# Try it:
Return exactly these lines and no others: the one containing "Mark every instance of the cactus spine" and all that follow it to the end of the listing below.

# Working data:
= Beginning of Section =

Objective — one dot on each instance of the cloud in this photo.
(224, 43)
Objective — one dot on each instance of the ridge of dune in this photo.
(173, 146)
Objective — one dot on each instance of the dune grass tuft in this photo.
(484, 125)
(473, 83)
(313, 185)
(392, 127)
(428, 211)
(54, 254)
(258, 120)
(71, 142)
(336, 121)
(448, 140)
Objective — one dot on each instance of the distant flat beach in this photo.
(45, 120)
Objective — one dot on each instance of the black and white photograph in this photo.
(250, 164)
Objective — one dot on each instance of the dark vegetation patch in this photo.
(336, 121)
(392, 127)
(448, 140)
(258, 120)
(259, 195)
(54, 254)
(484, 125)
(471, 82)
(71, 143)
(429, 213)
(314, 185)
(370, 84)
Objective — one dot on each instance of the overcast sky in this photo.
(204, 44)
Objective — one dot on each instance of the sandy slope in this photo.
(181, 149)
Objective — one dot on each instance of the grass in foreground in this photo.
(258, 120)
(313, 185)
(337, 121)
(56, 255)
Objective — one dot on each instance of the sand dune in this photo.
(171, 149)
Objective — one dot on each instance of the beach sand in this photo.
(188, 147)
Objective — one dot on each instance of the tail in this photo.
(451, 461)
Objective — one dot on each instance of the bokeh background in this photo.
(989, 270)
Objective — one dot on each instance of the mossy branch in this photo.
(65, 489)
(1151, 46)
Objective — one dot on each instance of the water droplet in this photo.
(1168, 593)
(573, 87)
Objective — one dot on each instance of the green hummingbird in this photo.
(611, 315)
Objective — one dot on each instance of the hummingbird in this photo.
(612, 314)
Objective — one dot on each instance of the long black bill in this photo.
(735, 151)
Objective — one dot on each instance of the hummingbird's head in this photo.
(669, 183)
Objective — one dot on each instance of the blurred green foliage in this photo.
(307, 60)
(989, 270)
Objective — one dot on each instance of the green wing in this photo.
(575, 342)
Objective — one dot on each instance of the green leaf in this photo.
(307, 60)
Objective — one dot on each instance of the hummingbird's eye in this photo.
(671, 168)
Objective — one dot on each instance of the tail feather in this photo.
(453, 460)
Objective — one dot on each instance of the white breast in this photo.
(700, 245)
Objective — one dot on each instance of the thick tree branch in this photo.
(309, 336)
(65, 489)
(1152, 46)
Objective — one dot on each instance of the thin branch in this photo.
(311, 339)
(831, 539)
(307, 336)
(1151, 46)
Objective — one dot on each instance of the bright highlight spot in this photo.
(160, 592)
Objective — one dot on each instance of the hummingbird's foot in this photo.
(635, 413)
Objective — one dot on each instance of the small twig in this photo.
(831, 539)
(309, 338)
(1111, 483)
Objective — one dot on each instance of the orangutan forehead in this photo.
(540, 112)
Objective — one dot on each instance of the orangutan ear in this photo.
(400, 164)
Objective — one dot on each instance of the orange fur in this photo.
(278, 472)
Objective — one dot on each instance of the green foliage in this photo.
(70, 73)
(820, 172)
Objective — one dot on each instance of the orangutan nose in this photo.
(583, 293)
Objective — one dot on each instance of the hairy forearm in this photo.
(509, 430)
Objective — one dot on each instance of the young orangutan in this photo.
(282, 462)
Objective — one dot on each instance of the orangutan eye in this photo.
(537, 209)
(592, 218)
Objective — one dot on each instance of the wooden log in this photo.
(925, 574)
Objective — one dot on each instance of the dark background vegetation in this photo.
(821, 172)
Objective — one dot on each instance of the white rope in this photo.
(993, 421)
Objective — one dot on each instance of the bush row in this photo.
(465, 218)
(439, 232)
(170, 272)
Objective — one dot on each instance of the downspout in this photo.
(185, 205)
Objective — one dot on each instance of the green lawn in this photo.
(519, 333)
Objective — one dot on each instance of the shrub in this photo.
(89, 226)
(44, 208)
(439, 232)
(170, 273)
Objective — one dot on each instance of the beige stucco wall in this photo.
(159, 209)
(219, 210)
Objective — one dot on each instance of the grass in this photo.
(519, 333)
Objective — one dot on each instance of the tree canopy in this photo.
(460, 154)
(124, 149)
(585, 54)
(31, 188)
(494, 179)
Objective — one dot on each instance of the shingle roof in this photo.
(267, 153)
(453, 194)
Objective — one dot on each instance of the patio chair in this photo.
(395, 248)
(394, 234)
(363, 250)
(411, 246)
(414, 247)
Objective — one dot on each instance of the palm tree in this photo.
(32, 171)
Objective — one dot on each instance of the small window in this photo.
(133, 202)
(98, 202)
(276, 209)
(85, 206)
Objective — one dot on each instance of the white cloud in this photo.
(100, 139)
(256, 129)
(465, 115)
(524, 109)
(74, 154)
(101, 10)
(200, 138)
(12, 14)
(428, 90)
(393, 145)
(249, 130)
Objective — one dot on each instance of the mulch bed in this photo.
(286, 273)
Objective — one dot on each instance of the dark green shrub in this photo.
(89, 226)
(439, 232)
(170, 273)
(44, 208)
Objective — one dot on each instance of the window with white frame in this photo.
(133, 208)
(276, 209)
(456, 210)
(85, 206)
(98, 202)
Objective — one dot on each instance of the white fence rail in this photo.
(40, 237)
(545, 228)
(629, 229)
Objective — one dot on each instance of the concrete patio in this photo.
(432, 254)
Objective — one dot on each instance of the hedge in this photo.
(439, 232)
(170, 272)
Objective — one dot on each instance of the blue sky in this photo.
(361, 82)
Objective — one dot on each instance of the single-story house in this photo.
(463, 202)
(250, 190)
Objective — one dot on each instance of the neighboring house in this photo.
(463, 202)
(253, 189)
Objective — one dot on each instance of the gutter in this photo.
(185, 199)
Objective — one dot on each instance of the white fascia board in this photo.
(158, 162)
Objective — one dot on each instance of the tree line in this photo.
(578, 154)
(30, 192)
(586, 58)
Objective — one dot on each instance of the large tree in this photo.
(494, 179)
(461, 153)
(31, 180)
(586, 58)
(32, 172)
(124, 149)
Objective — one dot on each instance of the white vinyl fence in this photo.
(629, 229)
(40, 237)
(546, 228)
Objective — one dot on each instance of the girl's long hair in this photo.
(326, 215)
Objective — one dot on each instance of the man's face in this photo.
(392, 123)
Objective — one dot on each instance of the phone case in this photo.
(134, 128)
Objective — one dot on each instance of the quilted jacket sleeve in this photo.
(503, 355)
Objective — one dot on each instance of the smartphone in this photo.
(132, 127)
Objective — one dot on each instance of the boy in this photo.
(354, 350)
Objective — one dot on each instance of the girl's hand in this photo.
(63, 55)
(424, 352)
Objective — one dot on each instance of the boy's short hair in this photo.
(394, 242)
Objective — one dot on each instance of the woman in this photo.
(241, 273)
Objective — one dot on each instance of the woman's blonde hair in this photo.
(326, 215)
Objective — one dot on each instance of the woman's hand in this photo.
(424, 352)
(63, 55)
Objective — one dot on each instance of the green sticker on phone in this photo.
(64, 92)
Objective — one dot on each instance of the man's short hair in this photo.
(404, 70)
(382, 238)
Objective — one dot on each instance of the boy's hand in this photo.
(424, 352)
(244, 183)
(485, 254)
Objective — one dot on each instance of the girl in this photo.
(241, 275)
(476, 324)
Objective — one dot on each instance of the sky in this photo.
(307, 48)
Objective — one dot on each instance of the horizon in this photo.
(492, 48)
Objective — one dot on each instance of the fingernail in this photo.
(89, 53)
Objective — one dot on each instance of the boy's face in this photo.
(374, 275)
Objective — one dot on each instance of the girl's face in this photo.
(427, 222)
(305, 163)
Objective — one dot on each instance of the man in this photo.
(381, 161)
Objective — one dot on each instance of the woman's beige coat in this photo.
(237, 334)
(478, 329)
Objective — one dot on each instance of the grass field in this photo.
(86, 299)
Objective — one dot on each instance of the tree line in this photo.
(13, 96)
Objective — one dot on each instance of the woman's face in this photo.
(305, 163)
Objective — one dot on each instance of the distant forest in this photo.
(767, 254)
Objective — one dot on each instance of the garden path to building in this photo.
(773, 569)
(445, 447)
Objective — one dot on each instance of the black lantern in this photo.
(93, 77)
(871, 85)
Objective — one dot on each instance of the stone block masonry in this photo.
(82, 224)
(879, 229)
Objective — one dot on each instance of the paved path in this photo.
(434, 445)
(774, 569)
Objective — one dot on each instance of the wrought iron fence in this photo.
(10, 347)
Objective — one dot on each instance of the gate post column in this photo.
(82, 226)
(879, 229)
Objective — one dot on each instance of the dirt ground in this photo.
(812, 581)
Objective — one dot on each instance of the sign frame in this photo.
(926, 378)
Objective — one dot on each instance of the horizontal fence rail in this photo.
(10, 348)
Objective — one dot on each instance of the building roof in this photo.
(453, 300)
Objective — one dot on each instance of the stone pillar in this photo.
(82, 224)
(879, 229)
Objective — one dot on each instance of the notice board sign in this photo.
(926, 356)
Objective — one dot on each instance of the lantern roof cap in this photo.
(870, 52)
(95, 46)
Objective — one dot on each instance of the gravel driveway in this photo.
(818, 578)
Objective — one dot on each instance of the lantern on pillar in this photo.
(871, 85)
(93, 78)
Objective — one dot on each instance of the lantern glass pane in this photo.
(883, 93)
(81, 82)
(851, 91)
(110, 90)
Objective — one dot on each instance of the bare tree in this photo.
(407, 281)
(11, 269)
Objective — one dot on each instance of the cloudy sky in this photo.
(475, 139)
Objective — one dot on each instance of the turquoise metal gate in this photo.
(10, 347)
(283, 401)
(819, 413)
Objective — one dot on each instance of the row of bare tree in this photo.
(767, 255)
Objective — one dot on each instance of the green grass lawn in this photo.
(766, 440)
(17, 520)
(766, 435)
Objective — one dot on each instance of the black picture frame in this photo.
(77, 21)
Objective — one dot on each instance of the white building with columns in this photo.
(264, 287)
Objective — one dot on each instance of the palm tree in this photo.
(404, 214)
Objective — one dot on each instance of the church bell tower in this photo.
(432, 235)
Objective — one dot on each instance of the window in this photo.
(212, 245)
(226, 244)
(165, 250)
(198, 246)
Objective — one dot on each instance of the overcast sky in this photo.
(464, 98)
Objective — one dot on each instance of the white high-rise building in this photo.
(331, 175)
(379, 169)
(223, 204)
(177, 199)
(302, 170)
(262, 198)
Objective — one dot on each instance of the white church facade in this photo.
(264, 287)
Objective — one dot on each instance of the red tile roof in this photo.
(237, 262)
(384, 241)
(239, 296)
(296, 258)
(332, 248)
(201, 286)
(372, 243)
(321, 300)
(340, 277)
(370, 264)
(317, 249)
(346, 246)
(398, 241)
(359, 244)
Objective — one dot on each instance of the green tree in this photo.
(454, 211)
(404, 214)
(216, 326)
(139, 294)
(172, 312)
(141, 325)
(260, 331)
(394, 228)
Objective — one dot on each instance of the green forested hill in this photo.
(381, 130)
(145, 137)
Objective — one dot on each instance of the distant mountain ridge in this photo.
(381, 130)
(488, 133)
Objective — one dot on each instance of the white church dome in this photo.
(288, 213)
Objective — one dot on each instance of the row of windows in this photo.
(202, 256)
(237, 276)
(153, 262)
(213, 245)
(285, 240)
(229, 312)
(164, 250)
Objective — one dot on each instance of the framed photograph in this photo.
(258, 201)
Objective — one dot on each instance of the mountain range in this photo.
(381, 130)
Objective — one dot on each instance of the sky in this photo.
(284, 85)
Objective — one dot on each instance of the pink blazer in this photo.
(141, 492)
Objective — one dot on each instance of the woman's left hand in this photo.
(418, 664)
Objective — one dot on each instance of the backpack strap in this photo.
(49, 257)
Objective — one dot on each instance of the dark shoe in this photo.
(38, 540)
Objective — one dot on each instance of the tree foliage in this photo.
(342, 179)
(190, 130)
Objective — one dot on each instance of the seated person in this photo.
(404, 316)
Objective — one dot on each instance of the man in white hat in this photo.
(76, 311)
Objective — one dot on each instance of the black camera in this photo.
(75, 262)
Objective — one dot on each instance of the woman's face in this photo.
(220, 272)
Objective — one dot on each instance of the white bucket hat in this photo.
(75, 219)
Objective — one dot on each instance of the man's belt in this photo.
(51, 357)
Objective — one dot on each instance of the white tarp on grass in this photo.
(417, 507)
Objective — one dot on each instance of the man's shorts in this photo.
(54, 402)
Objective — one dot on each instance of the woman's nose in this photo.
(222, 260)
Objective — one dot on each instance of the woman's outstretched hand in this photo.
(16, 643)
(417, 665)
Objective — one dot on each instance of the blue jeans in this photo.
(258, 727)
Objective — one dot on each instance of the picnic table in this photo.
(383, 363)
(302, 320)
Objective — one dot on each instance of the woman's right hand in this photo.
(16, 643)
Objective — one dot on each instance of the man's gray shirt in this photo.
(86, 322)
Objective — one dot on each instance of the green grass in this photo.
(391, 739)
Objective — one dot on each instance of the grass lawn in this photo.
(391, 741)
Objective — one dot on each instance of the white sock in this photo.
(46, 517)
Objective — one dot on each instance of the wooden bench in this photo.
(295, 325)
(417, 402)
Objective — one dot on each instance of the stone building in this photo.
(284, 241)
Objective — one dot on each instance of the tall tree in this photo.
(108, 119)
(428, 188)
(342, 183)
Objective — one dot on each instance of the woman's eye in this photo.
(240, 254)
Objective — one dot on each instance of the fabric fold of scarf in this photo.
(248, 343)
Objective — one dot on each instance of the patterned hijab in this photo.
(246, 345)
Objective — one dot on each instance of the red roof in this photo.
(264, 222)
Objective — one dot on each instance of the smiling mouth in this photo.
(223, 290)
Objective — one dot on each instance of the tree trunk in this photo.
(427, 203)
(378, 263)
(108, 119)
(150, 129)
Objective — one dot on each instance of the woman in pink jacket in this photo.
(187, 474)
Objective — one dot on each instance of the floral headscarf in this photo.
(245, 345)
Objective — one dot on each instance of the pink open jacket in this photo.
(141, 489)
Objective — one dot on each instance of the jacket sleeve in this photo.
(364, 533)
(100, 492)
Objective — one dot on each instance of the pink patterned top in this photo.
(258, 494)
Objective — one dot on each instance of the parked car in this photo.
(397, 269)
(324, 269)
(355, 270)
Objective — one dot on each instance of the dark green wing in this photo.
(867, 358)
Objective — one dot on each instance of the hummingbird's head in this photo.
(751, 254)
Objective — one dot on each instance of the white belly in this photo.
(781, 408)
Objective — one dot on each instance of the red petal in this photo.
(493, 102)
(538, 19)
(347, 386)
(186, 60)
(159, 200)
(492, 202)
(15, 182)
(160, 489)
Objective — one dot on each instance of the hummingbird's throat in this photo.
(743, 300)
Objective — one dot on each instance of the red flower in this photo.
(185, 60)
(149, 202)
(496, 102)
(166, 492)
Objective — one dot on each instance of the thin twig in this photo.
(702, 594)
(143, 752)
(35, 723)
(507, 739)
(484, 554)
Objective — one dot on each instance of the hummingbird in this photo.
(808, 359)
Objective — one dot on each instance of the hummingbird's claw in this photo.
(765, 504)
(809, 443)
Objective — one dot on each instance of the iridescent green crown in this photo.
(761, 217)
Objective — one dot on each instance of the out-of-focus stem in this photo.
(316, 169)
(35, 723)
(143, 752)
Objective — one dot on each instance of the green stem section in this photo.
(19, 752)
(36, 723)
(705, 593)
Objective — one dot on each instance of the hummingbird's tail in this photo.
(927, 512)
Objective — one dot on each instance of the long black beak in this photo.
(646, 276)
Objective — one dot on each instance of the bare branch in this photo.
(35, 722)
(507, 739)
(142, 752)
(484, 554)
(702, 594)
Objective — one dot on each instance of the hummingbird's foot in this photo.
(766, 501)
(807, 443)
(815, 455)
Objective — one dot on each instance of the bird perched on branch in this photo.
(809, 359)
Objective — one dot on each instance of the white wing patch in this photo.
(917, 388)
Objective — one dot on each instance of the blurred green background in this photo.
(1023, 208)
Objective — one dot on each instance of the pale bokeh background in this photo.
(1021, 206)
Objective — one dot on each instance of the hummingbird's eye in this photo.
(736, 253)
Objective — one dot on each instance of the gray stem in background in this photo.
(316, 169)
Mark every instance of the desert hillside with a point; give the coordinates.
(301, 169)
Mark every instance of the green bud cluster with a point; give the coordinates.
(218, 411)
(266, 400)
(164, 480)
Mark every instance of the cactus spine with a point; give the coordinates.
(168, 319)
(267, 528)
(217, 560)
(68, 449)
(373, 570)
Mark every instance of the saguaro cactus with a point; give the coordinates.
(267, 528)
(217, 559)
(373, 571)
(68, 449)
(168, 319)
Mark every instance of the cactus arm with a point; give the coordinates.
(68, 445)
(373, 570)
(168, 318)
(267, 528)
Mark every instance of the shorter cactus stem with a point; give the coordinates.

= End of Section =

# Your response:
Mark every instance of the cactus spine with a point; give the coordinates.
(168, 319)
(267, 528)
(217, 560)
(68, 449)
(373, 570)
Mark every instance of the saguaro cactus with a point; give the coordinates.
(267, 528)
(217, 559)
(373, 571)
(68, 449)
(168, 319)
Mark every instance of the cactus arm with a point; give the coordinates.
(68, 445)
(373, 570)
(168, 318)
(267, 528)
Mark every instance of the shorter cactus stem with a point; give the coordinates.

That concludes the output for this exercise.